[Goal] Update the listing below by replacing every occurrence of "Mark the region" with "Outline the area" and leaving all other text unchanged.

[Provided information]

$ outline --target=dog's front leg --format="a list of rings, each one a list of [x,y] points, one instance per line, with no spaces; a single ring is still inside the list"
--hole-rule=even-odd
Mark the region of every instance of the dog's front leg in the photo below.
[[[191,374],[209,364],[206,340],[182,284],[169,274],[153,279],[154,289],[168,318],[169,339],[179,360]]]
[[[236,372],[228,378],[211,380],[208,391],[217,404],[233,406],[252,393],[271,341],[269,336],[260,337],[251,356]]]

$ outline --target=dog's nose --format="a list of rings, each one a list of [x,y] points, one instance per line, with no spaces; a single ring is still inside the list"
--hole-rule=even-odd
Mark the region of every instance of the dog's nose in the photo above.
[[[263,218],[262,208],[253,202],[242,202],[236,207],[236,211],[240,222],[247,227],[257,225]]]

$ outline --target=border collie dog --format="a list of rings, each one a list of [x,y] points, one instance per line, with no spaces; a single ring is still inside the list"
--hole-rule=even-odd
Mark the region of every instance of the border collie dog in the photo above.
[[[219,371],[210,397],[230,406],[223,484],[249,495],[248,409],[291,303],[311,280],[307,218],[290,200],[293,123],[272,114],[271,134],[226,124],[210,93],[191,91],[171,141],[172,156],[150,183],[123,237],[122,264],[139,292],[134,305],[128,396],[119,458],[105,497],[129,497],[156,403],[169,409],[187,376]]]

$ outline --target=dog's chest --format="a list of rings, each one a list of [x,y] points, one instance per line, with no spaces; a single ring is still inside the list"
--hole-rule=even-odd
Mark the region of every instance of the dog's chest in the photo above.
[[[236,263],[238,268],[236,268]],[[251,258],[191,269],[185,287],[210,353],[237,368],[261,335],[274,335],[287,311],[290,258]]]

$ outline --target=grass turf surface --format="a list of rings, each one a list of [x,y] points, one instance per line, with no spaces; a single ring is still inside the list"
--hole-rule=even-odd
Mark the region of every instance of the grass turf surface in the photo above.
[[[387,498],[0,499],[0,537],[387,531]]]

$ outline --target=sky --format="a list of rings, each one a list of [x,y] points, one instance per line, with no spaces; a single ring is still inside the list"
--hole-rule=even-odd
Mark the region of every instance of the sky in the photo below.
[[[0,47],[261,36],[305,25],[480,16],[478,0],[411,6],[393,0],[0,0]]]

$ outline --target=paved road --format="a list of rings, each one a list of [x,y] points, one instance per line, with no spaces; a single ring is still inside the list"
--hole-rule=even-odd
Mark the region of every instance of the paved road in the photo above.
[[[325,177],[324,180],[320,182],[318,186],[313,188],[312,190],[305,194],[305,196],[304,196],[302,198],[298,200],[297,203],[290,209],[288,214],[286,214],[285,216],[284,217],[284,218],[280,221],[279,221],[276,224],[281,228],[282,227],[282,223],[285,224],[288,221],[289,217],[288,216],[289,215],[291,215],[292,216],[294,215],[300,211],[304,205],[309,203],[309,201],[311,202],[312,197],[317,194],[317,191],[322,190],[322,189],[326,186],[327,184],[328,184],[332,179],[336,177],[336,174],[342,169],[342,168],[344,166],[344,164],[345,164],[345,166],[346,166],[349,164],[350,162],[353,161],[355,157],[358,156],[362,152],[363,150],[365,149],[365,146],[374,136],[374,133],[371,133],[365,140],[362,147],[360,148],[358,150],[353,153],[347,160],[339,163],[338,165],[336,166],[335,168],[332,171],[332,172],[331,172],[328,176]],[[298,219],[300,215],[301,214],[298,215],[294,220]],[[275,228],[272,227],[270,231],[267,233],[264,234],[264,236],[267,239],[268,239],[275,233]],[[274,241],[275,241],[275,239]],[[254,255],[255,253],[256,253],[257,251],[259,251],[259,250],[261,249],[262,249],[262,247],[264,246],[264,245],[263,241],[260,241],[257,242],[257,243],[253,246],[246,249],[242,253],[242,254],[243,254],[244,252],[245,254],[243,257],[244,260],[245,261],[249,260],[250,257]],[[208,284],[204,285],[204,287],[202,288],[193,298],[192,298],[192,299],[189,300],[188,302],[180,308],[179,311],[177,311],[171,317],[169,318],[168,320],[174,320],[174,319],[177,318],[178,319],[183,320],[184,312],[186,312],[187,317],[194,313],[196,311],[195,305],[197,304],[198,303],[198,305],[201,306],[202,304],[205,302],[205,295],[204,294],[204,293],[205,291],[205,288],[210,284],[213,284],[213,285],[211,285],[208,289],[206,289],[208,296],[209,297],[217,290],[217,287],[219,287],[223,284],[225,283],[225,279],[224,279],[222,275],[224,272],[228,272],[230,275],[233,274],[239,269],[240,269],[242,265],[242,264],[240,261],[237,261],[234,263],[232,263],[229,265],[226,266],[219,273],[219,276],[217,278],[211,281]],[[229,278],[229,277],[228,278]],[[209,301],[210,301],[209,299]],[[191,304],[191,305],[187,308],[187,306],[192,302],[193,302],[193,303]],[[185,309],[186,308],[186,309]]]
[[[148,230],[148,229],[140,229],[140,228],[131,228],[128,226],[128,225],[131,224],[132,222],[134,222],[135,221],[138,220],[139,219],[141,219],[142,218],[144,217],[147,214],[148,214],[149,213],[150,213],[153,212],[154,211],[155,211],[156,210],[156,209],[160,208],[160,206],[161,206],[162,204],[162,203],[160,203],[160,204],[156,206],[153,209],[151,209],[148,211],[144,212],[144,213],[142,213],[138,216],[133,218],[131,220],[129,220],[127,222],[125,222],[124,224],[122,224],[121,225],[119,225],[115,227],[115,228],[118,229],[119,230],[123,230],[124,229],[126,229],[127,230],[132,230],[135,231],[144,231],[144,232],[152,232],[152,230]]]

[Finished answer]
$ outline --target=dog's front leg --format="a list of rings, each one a list of [x,y] points, one instance per line, with no spaces; a single ring is still inside the list"
--hole-rule=even-odd
Outline the area of every instance of the dog's front leg in the photo below.
[[[191,374],[209,364],[206,340],[182,284],[169,274],[153,279],[154,289],[168,318],[169,339],[179,360]]]
[[[236,372],[228,378],[211,380],[208,391],[217,404],[233,406],[252,393],[271,341],[269,336],[260,337],[251,356]]]

$ outline --target=dog's nose --format="a list of rings, each one a list of [x,y] points, one instance per line, with no spaces; a single ring is still inside the list"
--hole-rule=even-odd
Outline the area of every instance of the dog's nose in the photo above.
[[[263,218],[262,208],[253,202],[242,202],[236,207],[236,211],[240,222],[247,227],[257,225]]]

$ outline --target=border collie dog --format="a list of rings, each one a list of [x,y] points, one instance per line, with no spaces; a single ring is still inside the list"
--hole-rule=even-odd
Outline the area of every instance of the border collie dog in the photo above.
[[[219,371],[210,397],[230,406],[223,484],[249,495],[248,409],[291,303],[311,280],[307,218],[290,200],[293,123],[272,114],[271,134],[226,124],[210,93],[191,91],[171,141],[172,156],[150,183],[123,237],[122,264],[139,292],[134,305],[128,396],[119,458],[105,497],[129,497],[156,403],[169,409],[187,376]]]

$ outline --target=dog's chest --format="a list of rings, each one a list of [x,y] points, one instance per line, with no spaces; a single ring is still inside the list"
--hole-rule=even-odd
Outline the area of every instance of the dog's chest in the photo above.
[[[236,263],[238,268],[236,268]],[[251,258],[191,269],[185,287],[210,353],[237,368],[261,335],[274,335],[287,311],[290,258]]]

$ outline --target=grass turf surface --format="a list of rings, each one a list of [x,y] points, one instance per line, with no spaces; a single ring is still inside the list"
--hole-rule=even-odd
Outline the area of every instance of the grass turf surface in the photo above.
[[[387,498],[0,499],[0,537],[387,531]]]

$ outline --target=sky --format="a list of rings, each one a list of [x,y] points, one instance per line, with no spaces; a single ring is still inside the list"
--hole-rule=even-odd
Outline the area of every instance of the sky in the photo below.
[[[0,47],[261,36],[305,25],[480,16],[478,0],[411,6],[393,0],[0,0]]]

$ outline --target=paved road --format="a list of rings, each one a list of [x,y] points, one instance per line, with no spaces; a single ring is still inside the list"
--hole-rule=even-odd
Outline the area of every instance of the paved road in the photo above.
[[[325,177],[324,180],[320,182],[318,186],[313,188],[312,190],[305,194],[305,196],[304,196],[302,198],[298,200],[297,203],[290,209],[288,214],[286,214],[285,216],[284,217],[284,218],[280,221],[279,221],[276,224],[281,228],[282,227],[282,223],[285,224],[288,221],[289,217],[288,216],[289,215],[291,215],[292,216],[294,215],[300,211],[304,205],[309,203],[309,201],[311,202],[312,197],[317,194],[317,191],[322,190],[322,189],[326,186],[327,184],[328,184],[332,179],[336,177],[336,174],[342,169],[342,168],[344,166],[344,164],[345,164],[345,166],[346,166],[349,164],[350,162],[353,161],[355,157],[358,156],[362,152],[363,150],[365,149],[365,146],[374,136],[374,133],[371,133],[365,140],[362,147],[360,148],[358,150],[353,153],[347,160],[339,163],[338,165],[336,166],[335,168],[332,171],[332,172],[331,172],[328,176]],[[298,219],[300,215],[301,214],[298,215],[294,220]],[[275,228],[272,227],[270,231],[267,233],[264,234],[264,236],[267,239],[268,239],[275,233]],[[274,241],[275,241],[275,239]],[[254,255],[255,253],[256,253],[257,251],[259,251],[259,250],[261,249],[262,249],[262,247],[264,246],[264,245],[263,241],[260,241],[257,242],[257,243],[253,246],[246,249],[242,253],[242,254],[243,254],[244,252],[245,254],[243,257],[244,260],[245,261],[249,260],[250,257]],[[208,284],[204,285],[204,287],[202,288],[193,298],[192,298],[192,299],[189,300],[188,302],[180,308],[179,311],[177,311],[171,317],[169,318],[168,320],[174,320],[174,319],[177,318],[178,319],[183,320],[184,312],[186,312],[187,317],[194,313],[196,311],[195,305],[197,304],[198,303],[198,305],[201,306],[202,304],[205,302],[205,295],[204,294],[204,293],[205,291],[205,288],[210,284],[213,284],[213,285],[211,285],[208,289],[206,289],[208,296],[209,297],[217,290],[217,287],[219,287],[223,284],[225,283],[225,279],[224,279],[222,275],[224,272],[228,272],[230,275],[233,274],[239,269],[240,269],[242,265],[242,264],[240,261],[237,261],[234,263],[232,263],[229,265],[226,266],[219,273],[219,276],[217,278],[211,281]],[[229,278],[229,277],[228,278]],[[209,301],[210,301],[209,299]],[[191,304],[191,305],[187,308],[187,306],[192,302],[193,302],[193,303]],[[185,309],[186,308],[186,309]]]
[[[148,230],[148,229],[140,229],[140,228],[131,228],[128,226],[128,225],[131,224],[132,222],[134,222],[135,221],[138,220],[139,219],[141,219],[142,218],[144,217],[147,214],[148,214],[149,213],[150,213],[153,212],[154,211],[155,211],[156,210],[156,209],[160,208],[160,206],[161,206],[162,204],[162,203],[160,203],[160,204],[156,206],[153,209],[151,209],[148,211],[144,212],[144,213],[142,213],[138,216],[133,218],[131,220],[129,220],[127,222],[125,222],[124,224],[122,224],[121,225],[119,225],[115,227],[115,228],[118,229],[119,230],[123,230],[124,229],[126,229],[127,230],[132,230],[135,231],[144,231],[144,232],[152,232],[152,230]]]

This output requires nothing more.